» QUOTED PASSAGE:
>>>>>

Its links to the Oscar Wilde story may be tenuous, but the dramatic debut of Yorkshire-born writer-director Barnard is a drop-dead masterpiece of its kind, a brilliant, boldly cinematic tour de force that leaves the viewer gasping for breath.
As a portrait of confused and alienated youth, it stands in a long tradition of British cinema that can be traced back beyond Ken Loach's Kes, of which it is so conspicuously reminiscent. Andrea Arnold (Fish Tank) and Lynne Ramsay (Ratcatcher) are other women who have trodden this path before, but Barnard brings a distinctive visual sensibility to her storytelling that marks her as a standout talent.
Her film's young hero, Arbor (the improbable name is a nod to Barnard's last work and, possibly, to Wilde's story too) is a clinically hyperactive, serially truant teenager whose savvy, streetwise exterior fails to hide his obvious fragility.

<<<<<

[Saved entries]
>>>>>

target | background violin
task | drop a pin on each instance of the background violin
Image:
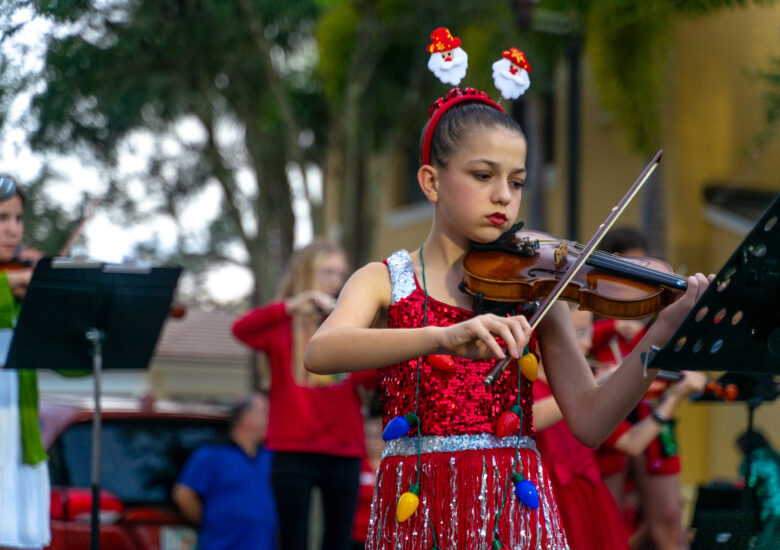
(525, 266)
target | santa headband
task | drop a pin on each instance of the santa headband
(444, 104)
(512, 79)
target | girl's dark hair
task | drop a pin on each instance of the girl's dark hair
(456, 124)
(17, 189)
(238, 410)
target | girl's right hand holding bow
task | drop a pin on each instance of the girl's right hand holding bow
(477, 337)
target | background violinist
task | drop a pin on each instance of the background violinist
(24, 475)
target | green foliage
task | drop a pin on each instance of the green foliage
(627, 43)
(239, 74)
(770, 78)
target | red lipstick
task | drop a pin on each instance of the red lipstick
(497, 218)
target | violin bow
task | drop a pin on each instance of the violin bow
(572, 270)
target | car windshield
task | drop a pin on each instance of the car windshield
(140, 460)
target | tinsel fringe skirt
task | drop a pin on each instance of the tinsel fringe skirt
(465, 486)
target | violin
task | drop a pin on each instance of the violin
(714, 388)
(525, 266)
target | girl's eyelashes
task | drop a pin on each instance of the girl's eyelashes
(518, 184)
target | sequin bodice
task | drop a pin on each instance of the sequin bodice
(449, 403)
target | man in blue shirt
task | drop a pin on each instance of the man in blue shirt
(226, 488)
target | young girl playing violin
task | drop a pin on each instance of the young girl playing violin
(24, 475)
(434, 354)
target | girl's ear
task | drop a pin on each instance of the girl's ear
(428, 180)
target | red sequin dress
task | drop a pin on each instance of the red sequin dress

<<<<<

» WHAT IS BEING ASKED: Pick up the film review where it stops and continue it.

» ANSWER SECTION:
In an early scene, more by good luck than good management, Arbor and his chubby, slightly dimwitted offsider Swifty (Thomas), come by some valuable copper cable which they sell to the thuggish local scrap-metal dealer Kitten (Gilder). The earnings - more than their whole street makes most weeks - open up a glorious world of possibility and Arbor greets his expulsion from school as a godsend since it presents him with the opportunity to go into serious business. It gives little away to say that things go seriously, tragically wrong.
To their credit, Barnard and her brilliant cinematographer Mike Eley don't belabour the scrap-heap metaphor, though it's hardly obscure; better still, they find a sylvan beauty in the hills around Bradford that reminds us there was a green and pleasant land beneath this dark, satanic social distintegration.